#### [Exercise directions]
Can you output, character for character, the lines of the entries starting at the line that contains "Find the white" and ending with the final line of the entries, including both of those lines?

****************************************

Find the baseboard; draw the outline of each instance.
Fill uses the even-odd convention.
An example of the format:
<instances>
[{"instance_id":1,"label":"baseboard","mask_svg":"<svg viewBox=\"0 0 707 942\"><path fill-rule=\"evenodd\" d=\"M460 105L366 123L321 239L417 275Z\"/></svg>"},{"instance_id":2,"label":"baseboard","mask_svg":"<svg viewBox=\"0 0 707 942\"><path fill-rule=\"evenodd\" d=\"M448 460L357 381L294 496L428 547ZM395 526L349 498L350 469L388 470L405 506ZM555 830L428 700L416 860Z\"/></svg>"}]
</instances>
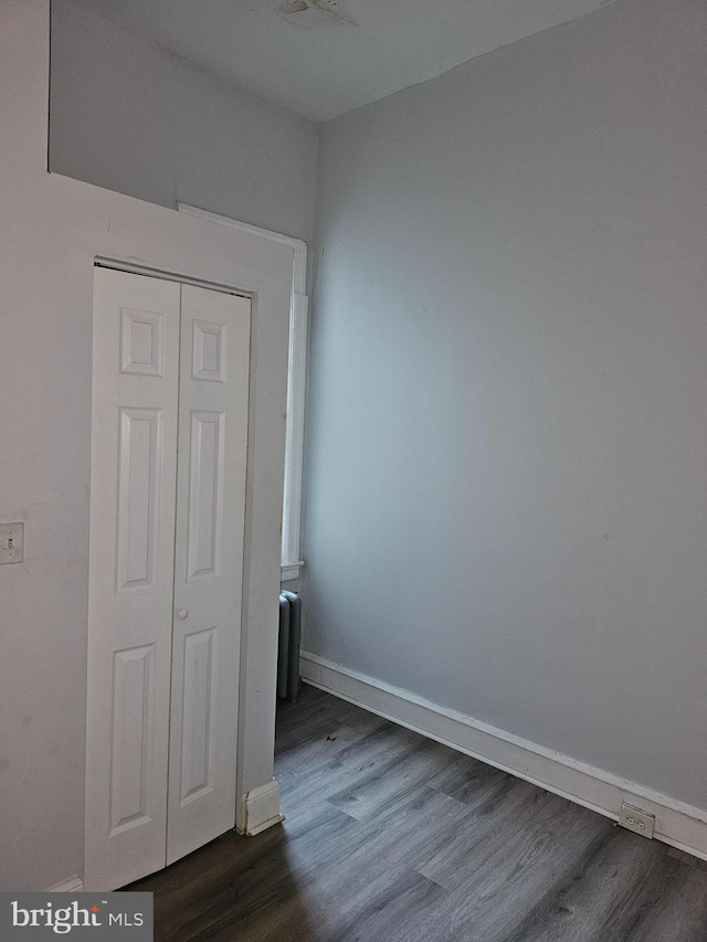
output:
<instances>
[{"instance_id":1,"label":"baseboard","mask_svg":"<svg viewBox=\"0 0 707 942\"><path fill-rule=\"evenodd\" d=\"M655 815L655 837L707 860L707 811L440 707L307 652L303 680L613 821L623 801Z\"/></svg>"},{"instance_id":2,"label":"baseboard","mask_svg":"<svg viewBox=\"0 0 707 942\"><path fill-rule=\"evenodd\" d=\"M63 883L56 883L55 887L50 887L48 893L83 893L84 881L81 877L72 877L71 880L65 880Z\"/></svg>"},{"instance_id":3,"label":"baseboard","mask_svg":"<svg viewBox=\"0 0 707 942\"><path fill-rule=\"evenodd\" d=\"M279 824L285 816L279 813L279 785L272 779L243 796L243 834L254 837L262 830Z\"/></svg>"}]
</instances>

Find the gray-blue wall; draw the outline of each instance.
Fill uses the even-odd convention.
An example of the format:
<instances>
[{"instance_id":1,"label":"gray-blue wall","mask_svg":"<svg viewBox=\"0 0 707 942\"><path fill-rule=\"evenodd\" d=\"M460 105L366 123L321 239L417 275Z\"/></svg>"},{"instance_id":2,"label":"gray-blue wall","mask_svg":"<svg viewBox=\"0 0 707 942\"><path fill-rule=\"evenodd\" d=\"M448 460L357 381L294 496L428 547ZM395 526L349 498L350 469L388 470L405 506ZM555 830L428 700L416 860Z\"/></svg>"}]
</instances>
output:
<instances>
[{"instance_id":1,"label":"gray-blue wall","mask_svg":"<svg viewBox=\"0 0 707 942\"><path fill-rule=\"evenodd\" d=\"M312 240L316 127L52 0L51 169Z\"/></svg>"},{"instance_id":2,"label":"gray-blue wall","mask_svg":"<svg viewBox=\"0 0 707 942\"><path fill-rule=\"evenodd\" d=\"M305 647L707 806L707 4L319 138Z\"/></svg>"}]
</instances>

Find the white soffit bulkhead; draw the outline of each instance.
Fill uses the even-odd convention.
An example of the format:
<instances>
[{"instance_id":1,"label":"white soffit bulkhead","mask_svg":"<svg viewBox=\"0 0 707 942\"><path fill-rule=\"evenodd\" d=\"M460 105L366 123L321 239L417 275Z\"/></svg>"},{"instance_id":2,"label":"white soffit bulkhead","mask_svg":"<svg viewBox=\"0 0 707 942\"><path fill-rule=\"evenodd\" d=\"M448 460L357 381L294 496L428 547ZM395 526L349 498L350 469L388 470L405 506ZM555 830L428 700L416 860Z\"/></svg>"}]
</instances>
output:
<instances>
[{"instance_id":1,"label":"white soffit bulkhead","mask_svg":"<svg viewBox=\"0 0 707 942\"><path fill-rule=\"evenodd\" d=\"M78 2L320 121L615 0Z\"/></svg>"}]
</instances>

****************************************

#### [Output of the exercise]
Find the white soffit bulkhead; draw the outline of each instance.
Fill uses the even-odd convention.
An example of the format:
<instances>
[{"instance_id":1,"label":"white soffit bulkhead","mask_svg":"<svg viewBox=\"0 0 707 942\"><path fill-rule=\"evenodd\" d=\"M460 105L366 123L321 239L417 275Z\"/></svg>"},{"instance_id":2,"label":"white soffit bulkhead","mask_svg":"<svg viewBox=\"0 0 707 942\"><path fill-rule=\"evenodd\" d=\"M448 460L357 381L294 496L428 547ZM395 526L349 498L350 469L388 470L405 506ZM555 830L428 700L416 860Z\"/></svg>"}]
</instances>
output:
<instances>
[{"instance_id":1,"label":"white soffit bulkhead","mask_svg":"<svg viewBox=\"0 0 707 942\"><path fill-rule=\"evenodd\" d=\"M78 2L320 121L615 0Z\"/></svg>"}]
</instances>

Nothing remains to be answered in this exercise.